[Natural-language object grounding data]
--- START ---

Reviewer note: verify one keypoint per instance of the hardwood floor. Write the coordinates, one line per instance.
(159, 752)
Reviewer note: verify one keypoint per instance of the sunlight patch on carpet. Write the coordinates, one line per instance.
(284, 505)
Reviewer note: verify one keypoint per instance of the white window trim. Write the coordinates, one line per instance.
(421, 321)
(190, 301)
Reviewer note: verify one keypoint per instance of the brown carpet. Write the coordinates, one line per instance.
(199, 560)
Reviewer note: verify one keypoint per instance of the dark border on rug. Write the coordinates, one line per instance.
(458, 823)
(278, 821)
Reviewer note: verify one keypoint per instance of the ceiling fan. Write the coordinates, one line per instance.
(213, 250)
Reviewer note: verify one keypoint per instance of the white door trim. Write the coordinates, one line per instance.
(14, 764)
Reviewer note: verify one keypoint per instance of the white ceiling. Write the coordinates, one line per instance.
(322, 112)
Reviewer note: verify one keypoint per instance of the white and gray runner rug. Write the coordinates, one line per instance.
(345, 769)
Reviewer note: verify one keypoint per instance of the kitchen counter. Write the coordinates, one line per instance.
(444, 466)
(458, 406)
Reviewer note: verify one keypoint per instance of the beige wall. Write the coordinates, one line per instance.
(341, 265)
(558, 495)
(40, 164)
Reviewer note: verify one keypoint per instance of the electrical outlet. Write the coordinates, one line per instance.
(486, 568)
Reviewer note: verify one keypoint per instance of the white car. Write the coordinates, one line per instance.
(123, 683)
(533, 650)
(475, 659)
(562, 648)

--- END ---
--- START ---

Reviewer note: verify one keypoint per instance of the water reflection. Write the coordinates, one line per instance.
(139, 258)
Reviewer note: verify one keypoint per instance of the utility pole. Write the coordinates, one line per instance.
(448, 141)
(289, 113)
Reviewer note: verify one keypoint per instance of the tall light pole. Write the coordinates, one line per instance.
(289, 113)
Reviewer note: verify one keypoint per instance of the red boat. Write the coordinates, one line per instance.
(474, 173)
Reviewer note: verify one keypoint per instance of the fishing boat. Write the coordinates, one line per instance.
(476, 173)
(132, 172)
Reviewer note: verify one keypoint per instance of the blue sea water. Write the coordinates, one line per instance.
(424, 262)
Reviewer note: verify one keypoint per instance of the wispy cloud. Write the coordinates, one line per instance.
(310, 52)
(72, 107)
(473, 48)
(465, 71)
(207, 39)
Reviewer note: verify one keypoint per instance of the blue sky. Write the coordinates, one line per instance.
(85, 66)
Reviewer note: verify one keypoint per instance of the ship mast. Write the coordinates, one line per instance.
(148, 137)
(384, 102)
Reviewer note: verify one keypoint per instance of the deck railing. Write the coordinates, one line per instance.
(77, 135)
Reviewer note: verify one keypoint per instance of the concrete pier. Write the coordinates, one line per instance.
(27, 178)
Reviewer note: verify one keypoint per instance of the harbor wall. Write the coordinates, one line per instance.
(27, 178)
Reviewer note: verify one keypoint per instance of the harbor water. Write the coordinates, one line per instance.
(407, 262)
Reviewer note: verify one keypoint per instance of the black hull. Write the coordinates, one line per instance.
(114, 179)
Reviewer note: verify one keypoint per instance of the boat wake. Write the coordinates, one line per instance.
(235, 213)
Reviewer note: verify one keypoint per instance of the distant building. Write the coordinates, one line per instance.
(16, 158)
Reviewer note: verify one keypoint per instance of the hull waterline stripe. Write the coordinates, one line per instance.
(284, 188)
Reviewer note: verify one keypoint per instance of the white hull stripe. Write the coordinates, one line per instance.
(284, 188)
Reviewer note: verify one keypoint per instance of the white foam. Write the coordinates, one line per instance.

--- END ---

Assigned task:
All lines above from the line with "the white hull" through the line with "foam. Write the coordinates, one line per instance.", both included, are to be set down exactly, with nothing else.

Answer to this exercise:
Reviewer note: verify one keypoint per instance of the white hull stripe. Write the coordinates, one line per instance.
(284, 188)
Reviewer note: verify one keypoint per instance of the white foam. Write the coordinates, one line per instance.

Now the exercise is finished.